Stored data entries:
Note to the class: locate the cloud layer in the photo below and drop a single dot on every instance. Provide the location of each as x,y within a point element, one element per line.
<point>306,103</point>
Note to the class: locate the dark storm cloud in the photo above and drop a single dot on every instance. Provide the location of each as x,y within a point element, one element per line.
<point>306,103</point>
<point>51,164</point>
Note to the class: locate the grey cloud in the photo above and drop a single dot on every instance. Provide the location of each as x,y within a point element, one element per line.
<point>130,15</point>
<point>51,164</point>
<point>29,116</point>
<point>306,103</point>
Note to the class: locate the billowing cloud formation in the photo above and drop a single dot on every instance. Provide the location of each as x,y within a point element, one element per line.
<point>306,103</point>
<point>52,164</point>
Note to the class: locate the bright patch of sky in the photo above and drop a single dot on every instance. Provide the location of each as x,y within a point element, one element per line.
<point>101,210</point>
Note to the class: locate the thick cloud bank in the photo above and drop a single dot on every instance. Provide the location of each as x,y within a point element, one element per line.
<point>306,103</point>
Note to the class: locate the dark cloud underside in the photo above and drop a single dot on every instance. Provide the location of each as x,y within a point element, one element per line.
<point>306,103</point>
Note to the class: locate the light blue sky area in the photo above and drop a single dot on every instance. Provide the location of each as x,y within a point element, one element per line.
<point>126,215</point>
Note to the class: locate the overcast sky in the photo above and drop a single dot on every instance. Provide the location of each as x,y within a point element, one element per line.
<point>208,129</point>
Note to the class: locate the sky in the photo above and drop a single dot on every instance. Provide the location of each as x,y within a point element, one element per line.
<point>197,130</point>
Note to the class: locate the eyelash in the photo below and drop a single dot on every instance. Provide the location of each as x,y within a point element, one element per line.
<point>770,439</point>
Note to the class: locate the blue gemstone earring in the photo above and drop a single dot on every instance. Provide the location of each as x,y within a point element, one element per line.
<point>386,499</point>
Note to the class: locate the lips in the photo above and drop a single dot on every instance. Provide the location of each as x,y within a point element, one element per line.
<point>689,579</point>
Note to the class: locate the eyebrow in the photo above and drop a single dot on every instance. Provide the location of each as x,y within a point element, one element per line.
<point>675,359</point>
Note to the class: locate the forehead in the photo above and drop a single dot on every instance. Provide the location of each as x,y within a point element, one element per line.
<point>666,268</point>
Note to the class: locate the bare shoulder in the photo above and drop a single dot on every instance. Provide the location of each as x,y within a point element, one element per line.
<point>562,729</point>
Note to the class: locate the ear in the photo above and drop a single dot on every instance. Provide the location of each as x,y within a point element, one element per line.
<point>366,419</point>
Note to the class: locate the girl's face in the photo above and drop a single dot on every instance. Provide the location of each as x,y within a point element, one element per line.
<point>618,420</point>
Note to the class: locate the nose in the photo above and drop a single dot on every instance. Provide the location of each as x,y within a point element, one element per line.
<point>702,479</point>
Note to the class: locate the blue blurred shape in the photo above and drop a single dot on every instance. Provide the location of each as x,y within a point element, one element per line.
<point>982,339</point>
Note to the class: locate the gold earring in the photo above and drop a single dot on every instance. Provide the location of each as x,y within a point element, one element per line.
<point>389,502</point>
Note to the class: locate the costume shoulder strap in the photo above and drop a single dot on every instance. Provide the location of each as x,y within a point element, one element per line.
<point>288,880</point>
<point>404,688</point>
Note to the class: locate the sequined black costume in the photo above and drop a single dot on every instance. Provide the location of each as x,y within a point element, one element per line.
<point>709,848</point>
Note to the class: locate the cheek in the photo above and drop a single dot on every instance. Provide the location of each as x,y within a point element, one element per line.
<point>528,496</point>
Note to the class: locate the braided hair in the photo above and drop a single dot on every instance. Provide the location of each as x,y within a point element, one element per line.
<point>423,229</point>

TRY IT - Output all of the entries, exactly as they are written.

SOLUTION FOR THIS TASK -
Note to the class: locate the cloud layer in the photo below and drop a single dot on every instance. Provide the location of each as x,y within a point element, one element per line.
<point>306,103</point>
Note to the class: locate the dark storm cloud in the photo above and drop a single dot on every instance. Provide the location of each as x,y within a point element, one element per line.
<point>306,103</point>
<point>51,164</point>
Note to the class: locate the grey cloud in the photo above and drop a single dot on every instance. Provide the location of each as x,y within a point element, one element per line.
<point>130,15</point>
<point>51,164</point>
<point>29,116</point>
<point>306,103</point>
Note to the class: locate the billowing cloud formation in the photo above and drop a single dot on every instance. Provide the location of each as x,y within a point element, one element per line.
<point>306,103</point>
<point>52,164</point>
Note to the class: locate the bright patch of sky in the photo above and drop a single dot on every instance. Provide the location of each as x,y within a point element, one element per line.
<point>101,210</point>
Note to the class: locate the thick cloud bank in the photo above and drop a single dot on every instance. Provide the location of each as x,y within a point element, one element per line.
<point>306,103</point>
Note to the class: locate the dark cloud underside in the photo above and drop a single dot on every instance. Provide the location of each as x,y within a point element, one element per line.
<point>306,103</point>
Note to the class: locate the light blue sky area in the photo above and drop a single dot on every instance. Provide the location of each as x,y within a point element, one element per line.
<point>126,215</point>
Note to the class: locate the overcast sky in the photo above and drop a single dot on every instance. Provide the location of each as x,y within a point element, one element per line.
<point>208,129</point>
Note to the class: locate the sky in the photo above and drop a single dot on every instance. Provide the location of each as x,y within a point element, one element per line.
<point>197,130</point>
Note to the class: locate the eyelash in the photo below and drop a single dot on every instance. Provide the location of each as x,y within a point element, one element per line.
<point>770,439</point>
Note to the class: locate the blue gemstone earring in the photo above and drop a single dot on every instance. Provide the location of each as x,y within a point element, one element per line.
<point>386,499</point>
Note to the class: locate the lips in the photo above and drop a single dot on every instance. Provide the location of each as x,y within a point element, one element per line.
<point>689,579</point>
Note to the class: locate the eyebrow in the photo above and drop a single dot on every instance. Provide the location of each as x,y within a point element, one element per line.
<point>675,359</point>
Note to the class: locate the forehead in the photo above and drop a single dot on every instance. Provide the location of each as x,y within a point element, one element per line.
<point>666,268</point>
Note to the class: locate the bare shoulder in the photo above and drop a single dot on every instance. Provide the location of each as x,y within a point element, one element per line.
<point>562,729</point>
Note to the class: locate the ear in the photo above and drop a single dot on every instance. Provide the location of each as x,y within a point element, one element per line.
<point>366,419</point>
Note to the class: locate the girl's face in the photo above and drop a single dot on every instance. Provide the location of each as x,y within a point element, one element per line.
<point>618,420</point>
Note to the class: locate the nose in the photo above and drop a single dot on every instance. Provide the location of each as x,y within a point element, one element per line.
<point>702,479</point>
Note to the class: locate the blue blurred shape in the photo above and drop a single dot on every instance. Provide the location of each as x,y within a point element, one element per line.
<point>982,339</point>
Note to the class: locate the gold earring in the photo above and drop a single dot on every instance. Provide the location of each as x,y within a point element, one element per line.
<point>389,502</point>
Note to the class: locate the costume shoulder strap in the photo above and drop a single dot on every instance. Provide the location of each as x,y within a point element, one element per line.
<point>288,880</point>
<point>404,688</point>
Note to the class: locate the sequined black costume in the photo above and drop a single dot on every instance. Provide the location of each as x,y within a point element, one element per line.
<point>709,848</point>
Note to the class: locate the cheek in the photo above and drop a single dot on every instance. Provide the location of each as x,y within a point element, one element per line.
<point>528,496</point>
Note to the class: locate the braided hair in the photo above and drop a single dot on every instance. Provide the location of each as x,y within a point element, one element per line.
<point>423,229</point>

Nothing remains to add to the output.